• _Problem requirements_:
Please list every line in the records below that contains the string "window". Case counts.

---- Dataset records

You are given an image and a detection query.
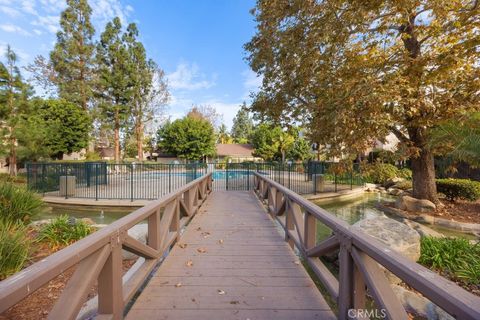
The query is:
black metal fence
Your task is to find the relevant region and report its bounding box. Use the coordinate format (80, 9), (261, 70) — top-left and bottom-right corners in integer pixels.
(26, 162), (363, 201)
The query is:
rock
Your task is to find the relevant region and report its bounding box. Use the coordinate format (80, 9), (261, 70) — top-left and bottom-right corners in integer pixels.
(403, 219), (445, 238)
(387, 188), (403, 196)
(122, 224), (148, 260)
(80, 218), (95, 226)
(352, 217), (420, 284)
(392, 285), (455, 320)
(395, 196), (437, 212)
(383, 177), (405, 188)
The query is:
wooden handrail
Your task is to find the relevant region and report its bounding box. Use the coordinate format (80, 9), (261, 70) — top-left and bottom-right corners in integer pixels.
(0, 173), (212, 319)
(254, 173), (480, 320)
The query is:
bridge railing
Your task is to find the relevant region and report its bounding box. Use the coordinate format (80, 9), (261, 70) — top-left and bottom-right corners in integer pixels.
(254, 173), (480, 320)
(0, 174), (212, 319)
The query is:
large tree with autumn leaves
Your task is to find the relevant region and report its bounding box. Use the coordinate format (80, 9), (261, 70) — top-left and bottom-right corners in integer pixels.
(245, 0), (480, 202)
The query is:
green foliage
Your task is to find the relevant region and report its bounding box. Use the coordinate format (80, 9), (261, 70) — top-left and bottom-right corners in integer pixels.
(232, 102), (253, 143)
(394, 180), (413, 190)
(38, 215), (94, 247)
(38, 99), (91, 159)
(0, 220), (30, 280)
(157, 117), (215, 160)
(0, 182), (45, 223)
(436, 179), (480, 201)
(50, 0), (95, 111)
(418, 237), (480, 284)
(397, 168), (412, 180)
(245, 0), (480, 202)
(362, 162), (400, 184)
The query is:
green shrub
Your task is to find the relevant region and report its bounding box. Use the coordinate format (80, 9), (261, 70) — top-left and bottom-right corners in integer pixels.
(0, 182), (45, 223)
(436, 179), (480, 201)
(397, 168), (412, 180)
(38, 214), (94, 247)
(418, 237), (480, 285)
(393, 180), (413, 190)
(362, 162), (399, 184)
(0, 220), (30, 280)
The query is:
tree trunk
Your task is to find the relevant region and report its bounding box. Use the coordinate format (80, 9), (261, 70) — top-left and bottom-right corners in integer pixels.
(408, 128), (440, 204)
(114, 110), (120, 163)
(135, 122), (143, 161)
(8, 137), (17, 176)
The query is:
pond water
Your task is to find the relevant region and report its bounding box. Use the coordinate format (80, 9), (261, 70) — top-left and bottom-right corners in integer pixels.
(313, 193), (475, 240)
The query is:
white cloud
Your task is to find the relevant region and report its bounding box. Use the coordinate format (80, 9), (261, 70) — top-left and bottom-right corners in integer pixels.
(0, 23), (31, 36)
(0, 6), (20, 18)
(167, 62), (215, 90)
(32, 15), (60, 33)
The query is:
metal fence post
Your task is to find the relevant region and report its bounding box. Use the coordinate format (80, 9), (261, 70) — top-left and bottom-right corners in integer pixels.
(168, 163), (172, 193)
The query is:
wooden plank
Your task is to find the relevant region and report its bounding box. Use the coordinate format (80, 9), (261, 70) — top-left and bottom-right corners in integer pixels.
(127, 191), (334, 320)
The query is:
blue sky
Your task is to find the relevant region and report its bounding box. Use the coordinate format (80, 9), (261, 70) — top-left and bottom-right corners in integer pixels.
(0, 0), (260, 127)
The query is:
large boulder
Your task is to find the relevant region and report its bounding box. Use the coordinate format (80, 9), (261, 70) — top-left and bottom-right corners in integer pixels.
(352, 217), (420, 284)
(403, 219), (445, 238)
(395, 196), (437, 212)
(122, 224), (148, 260)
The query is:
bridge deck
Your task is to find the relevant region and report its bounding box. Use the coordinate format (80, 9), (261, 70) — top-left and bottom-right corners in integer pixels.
(127, 191), (335, 320)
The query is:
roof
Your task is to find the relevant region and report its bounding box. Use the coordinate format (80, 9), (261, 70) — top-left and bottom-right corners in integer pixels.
(217, 143), (254, 157)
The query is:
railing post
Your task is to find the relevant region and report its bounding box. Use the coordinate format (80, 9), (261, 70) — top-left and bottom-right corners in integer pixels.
(95, 163), (98, 201)
(130, 163), (133, 202)
(337, 244), (354, 320)
(303, 211), (317, 251)
(98, 244), (124, 320)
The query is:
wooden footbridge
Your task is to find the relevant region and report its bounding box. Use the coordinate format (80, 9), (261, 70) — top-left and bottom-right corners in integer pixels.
(0, 173), (480, 320)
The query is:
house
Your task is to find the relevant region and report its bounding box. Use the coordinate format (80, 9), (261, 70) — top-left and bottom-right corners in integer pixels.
(216, 143), (261, 162)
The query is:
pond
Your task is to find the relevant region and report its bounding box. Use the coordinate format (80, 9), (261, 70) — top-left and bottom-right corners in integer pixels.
(35, 206), (135, 224)
(313, 193), (475, 240)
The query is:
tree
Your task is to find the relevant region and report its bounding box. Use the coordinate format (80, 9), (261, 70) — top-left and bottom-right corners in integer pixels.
(158, 117), (215, 160)
(0, 46), (31, 175)
(50, 0), (95, 110)
(37, 99), (91, 159)
(217, 123), (233, 144)
(96, 17), (131, 163)
(124, 23), (169, 161)
(245, 0), (480, 202)
(252, 123), (279, 161)
(232, 102), (253, 143)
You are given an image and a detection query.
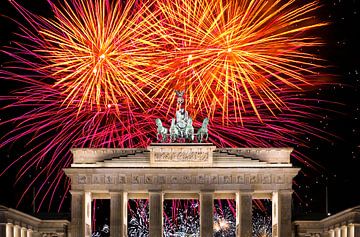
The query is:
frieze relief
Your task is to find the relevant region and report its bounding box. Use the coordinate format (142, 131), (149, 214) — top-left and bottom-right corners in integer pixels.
(73, 173), (292, 185)
(154, 151), (209, 162)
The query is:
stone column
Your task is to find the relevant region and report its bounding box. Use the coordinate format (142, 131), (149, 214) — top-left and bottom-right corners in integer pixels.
(236, 191), (252, 237)
(110, 192), (127, 237)
(335, 227), (341, 237)
(149, 190), (164, 237)
(26, 230), (33, 237)
(0, 223), (7, 237)
(14, 225), (20, 237)
(200, 191), (214, 237)
(20, 227), (27, 237)
(70, 191), (91, 237)
(272, 190), (293, 237)
(6, 223), (14, 237)
(341, 225), (348, 237)
(348, 224), (360, 237)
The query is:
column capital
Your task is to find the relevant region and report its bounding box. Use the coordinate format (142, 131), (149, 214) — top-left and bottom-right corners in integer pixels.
(109, 190), (125, 195)
(148, 189), (164, 193)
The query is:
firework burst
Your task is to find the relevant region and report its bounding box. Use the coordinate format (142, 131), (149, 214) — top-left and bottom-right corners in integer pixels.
(153, 0), (325, 121)
(7, 0), (162, 111)
(0, 0), (332, 213)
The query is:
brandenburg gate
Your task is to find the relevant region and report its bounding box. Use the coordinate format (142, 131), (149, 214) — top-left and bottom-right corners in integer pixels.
(65, 91), (299, 237)
(65, 143), (299, 237)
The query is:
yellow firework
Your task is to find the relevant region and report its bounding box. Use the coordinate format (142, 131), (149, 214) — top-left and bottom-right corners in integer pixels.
(28, 0), (162, 110)
(158, 0), (326, 120)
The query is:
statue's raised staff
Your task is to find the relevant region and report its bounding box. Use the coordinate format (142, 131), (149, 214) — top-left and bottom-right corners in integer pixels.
(196, 118), (209, 142)
(170, 118), (179, 142)
(185, 118), (194, 141)
(156, 90), (209, 142)
(155, 118), (168, 142)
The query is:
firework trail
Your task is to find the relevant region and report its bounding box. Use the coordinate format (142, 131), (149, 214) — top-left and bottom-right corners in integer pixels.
(0, 0), (332, 218)
(153, 0), (326, 122)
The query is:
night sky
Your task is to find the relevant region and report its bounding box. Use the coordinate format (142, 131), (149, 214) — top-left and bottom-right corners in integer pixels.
(0, 0), (360, 221)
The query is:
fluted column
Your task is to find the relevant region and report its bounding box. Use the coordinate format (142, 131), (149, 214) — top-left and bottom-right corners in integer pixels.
(200, 191), (214, 237)
(26, 230), (33, 237)
(341, 225), (348, 237)
(20, 227), (27, 237)
(0, 223), (7, 237)
(236, 191), (252, 237)
(6, 223), (14, 237)
(272, 190), (293, 237)
(70, 191), (91, 237)
(110, 192), (127, 237)
(348, 224), (360, 237)
(149, 190), (164, 237)
(14, 225), (20, 237)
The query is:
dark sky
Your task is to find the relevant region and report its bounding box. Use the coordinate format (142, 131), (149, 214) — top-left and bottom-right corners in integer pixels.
(0, 0), (360, 219)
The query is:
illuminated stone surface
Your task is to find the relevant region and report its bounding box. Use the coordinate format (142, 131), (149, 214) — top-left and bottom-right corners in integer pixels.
(65, 143), (299, 237)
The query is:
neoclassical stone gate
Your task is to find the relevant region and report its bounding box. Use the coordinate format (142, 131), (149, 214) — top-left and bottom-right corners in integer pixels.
(65, 143), (299, 237)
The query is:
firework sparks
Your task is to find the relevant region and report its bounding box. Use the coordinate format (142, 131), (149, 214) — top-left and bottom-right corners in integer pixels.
(8, 0), (162, 111)
(0, 0), (332, 213)
(153, 0), (325, 122)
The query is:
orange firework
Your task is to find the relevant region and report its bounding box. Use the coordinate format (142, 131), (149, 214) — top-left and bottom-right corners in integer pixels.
(14, 0), (160, 110)
(158, 0), (326, 122)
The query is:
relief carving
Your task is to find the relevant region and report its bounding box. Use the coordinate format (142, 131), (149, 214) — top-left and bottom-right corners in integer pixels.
(157, 175), (166, 184)
(196, 175), (205, 184)
(154, 152), (209, 162)
(262, 174), (271, 184)
(210, 175), (219, 184)
(170, 176), (179, 184)
(105, 175), (115, 184)
(78, 175), (87, 184)
(275, 175), (285, 184)
(145, 175), (154, 184)
(118, 175), (126, 184)
(131, 175), (141, 184)
(183, 175), (192, 184)
(236, 175), (245, 184)
(92, 175), (104, 184)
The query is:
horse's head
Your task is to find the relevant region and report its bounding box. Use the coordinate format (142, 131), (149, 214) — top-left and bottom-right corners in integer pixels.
(203, 118), (209, 126)
(188, 118), (192, 126)
(155, 118), (162, 127)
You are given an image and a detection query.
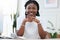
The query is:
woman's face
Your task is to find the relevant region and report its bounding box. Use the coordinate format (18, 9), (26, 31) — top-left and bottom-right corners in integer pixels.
(25, 3), (37, 16)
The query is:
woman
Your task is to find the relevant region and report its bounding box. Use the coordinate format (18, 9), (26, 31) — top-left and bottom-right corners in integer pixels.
(17, 0), (50, 39)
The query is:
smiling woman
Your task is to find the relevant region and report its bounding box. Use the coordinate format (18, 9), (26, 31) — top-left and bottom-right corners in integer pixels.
(0, 0), (17, 36)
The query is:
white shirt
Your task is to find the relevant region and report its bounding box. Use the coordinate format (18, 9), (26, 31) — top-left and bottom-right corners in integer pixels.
(17, 17), (47, 39)
(23, 21), (40, 39)
(17, 16), (47, 31)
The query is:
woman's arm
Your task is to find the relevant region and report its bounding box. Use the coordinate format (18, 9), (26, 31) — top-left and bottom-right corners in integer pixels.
(17, 19), (25, 36)
(35, 19), (50, 39)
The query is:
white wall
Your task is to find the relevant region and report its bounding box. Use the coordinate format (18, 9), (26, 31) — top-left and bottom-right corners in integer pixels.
(19, 0), (60, 32)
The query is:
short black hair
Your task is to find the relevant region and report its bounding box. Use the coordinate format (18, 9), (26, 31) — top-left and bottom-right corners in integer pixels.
(25, 0), (40, 16)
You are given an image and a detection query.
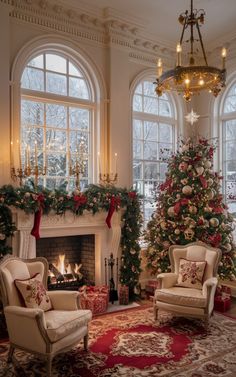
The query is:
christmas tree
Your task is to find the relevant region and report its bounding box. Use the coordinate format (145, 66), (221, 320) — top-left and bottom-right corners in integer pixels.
(145, 139), (236, 280)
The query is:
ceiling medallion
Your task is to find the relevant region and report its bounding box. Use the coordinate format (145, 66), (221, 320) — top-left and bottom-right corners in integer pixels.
(154, 0), (226, 102)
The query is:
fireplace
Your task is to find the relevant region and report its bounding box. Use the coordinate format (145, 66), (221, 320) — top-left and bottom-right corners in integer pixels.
(12, 209), (121, 285)
(36, 234), (95, 289)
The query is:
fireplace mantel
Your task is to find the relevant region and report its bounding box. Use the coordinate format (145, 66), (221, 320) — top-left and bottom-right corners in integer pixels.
(12, 208), (121, 284)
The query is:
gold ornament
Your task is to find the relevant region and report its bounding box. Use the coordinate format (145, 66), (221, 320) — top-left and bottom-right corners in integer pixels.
(209, 217), (220, 228)
(182, 185), (193, 195)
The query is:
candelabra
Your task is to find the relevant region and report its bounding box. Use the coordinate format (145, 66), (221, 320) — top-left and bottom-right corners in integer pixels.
(11, 165), (47, 186)
(99, 173), (118, 186)
(69, 138), (86, 191)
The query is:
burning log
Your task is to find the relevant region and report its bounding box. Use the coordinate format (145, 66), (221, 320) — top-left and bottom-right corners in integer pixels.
(49, 263), (65, 281)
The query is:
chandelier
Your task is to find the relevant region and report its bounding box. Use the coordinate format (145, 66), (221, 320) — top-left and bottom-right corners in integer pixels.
(154, 0), (226, 102)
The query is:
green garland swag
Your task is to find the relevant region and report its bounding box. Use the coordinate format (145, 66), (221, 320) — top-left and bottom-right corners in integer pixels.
(0, 185), (142, 289)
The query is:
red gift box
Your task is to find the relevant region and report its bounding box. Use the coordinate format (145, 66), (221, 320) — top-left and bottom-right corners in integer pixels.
(79, 285), (109, 315)
(214, 296), (231, 313)
(145, 280), (160, 297)
(119, 285), (129, 305)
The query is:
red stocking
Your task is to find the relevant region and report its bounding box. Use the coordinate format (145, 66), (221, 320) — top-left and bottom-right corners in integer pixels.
(106, 196), (115, 228)
(31, 209), (42, 240)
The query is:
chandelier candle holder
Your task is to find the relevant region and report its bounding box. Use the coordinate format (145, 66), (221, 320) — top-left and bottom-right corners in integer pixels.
(69, 138), (87, 191)
(154, 0), (227, 102)
(11, 140), (47, 187)
(98, 153), (118, 186)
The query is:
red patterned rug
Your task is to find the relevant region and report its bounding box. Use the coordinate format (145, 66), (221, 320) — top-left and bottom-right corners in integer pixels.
(0, 307), (236, 377)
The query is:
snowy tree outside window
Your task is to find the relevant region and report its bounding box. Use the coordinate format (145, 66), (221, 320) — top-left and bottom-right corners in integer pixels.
(132, 80), (175, 226)
(222, 83), (236, 215)
(21, 52), (94, 190)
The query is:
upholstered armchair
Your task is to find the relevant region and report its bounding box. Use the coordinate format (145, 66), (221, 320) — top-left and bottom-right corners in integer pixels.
(154, 241), (221, 326)
(0, 256), (92, 377)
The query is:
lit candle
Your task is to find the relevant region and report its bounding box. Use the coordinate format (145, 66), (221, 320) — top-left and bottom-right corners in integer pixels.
(34, 140), (38, 166)
(115, 153), (117, 174)
(98, 152), (102, 175)
(27, 145), (30, 169)
(10, 141), (14, 167)
(157, 58), (162, 79)
(176, 43), (182, 67)
(16, 140), (22, 169)
(221, 47), (227, 69)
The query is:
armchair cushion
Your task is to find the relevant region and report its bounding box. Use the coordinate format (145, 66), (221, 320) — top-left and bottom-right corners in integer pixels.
(44, 310), (92, 342)
(154, 287), (207, 308)
(177, 258), (206, 289)
(14, 274), (52, 311)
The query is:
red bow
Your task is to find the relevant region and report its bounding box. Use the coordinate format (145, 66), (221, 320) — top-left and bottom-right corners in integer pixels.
(199, 175), (207, 188)
(73, 195), (87, 211)
(174, 198), (189, 215)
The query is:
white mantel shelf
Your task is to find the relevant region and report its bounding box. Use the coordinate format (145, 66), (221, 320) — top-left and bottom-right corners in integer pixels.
(12, 208), (121, 284)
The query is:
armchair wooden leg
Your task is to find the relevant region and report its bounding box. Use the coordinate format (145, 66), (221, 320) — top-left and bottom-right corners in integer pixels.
(47, 355), (52, 377)
(84, 334), (88, 351)
(7, 344), (15, 363)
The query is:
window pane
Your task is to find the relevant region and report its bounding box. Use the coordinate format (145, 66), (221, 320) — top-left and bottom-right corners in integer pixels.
(133, 119), (143, 139)
(69, 62), (83, 77)
(143, 142), (157, 160)
(46, 104), (66, 128)
(133, 161), (143, 179)
(46, 72), (67, 96)
(46, 129), (66, 152)
(144, 122), (157, 141)
(21, 100), (44, 126)
(133, 94), (143, 111)
(143, 97), (158, 115)
(159, 123), (173, 143)
(47, 154), (66, 177)
(69, 77), (89, 99)
(69, 107), (90, 131)
(159, 99), (171, 116)
(46, 54), (66, 73)
(225, 119), (236, 140)
(21, 68), (44, 91)
(133, 140), (143, 159)
(143, 81), (156, 97)
(27, 55), (43, 69)
(224, 96), (236, 113)
(226, 142), (236, 160)
(144, 162), (159, 179)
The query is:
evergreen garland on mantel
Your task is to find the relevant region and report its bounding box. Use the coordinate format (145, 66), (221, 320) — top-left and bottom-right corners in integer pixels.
(0, 185), (142, 289)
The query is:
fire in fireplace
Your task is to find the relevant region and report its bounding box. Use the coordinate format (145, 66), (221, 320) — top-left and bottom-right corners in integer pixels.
(36, 234), (95, 289)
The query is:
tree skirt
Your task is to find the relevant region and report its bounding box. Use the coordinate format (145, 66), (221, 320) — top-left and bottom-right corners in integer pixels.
(0, 307), (236, 377)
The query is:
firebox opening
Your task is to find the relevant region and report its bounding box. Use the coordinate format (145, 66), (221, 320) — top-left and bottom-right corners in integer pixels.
(36, 234), (95, 289)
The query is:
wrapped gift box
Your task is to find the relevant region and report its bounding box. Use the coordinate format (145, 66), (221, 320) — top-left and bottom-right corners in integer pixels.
(79, 285), (109, 315)
(214, 296), (231, 313)
(145, 280), (160, 297)
(119, 285), (129, 305)
(214, 285), (231, 313)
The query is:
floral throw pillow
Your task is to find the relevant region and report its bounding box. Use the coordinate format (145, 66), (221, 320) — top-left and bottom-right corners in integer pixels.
(15, 273), (52, 311)
(178, 258), (206, 289)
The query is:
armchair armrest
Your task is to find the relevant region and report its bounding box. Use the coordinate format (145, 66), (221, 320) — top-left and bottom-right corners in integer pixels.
(202, 277), (218, 314)
(157, 272), (178, 288)
(4, 305), (49, 352)
(47, 291), (79, 310)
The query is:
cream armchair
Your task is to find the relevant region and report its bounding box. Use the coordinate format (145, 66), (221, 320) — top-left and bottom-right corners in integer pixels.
(0, 256), (92, 377)
(154, 241), (221, 326)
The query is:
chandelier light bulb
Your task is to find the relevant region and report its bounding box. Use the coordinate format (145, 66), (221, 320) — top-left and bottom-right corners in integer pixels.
(154, 0), (227, 102)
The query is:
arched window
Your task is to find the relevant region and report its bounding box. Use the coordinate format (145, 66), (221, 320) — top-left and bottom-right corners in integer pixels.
(20, 51), (94, 190)
(222, 82), (236, 213)
(132, 79), (175, 225)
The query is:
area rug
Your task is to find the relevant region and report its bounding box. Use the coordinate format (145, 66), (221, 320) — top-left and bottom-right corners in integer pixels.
(0, 306), (236, 377)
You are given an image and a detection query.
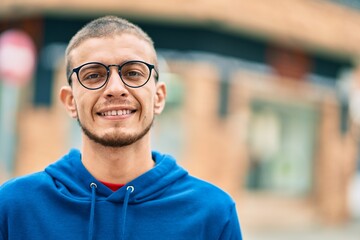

--------

• _Reply_:
snowy tree outside window
window pane
arched window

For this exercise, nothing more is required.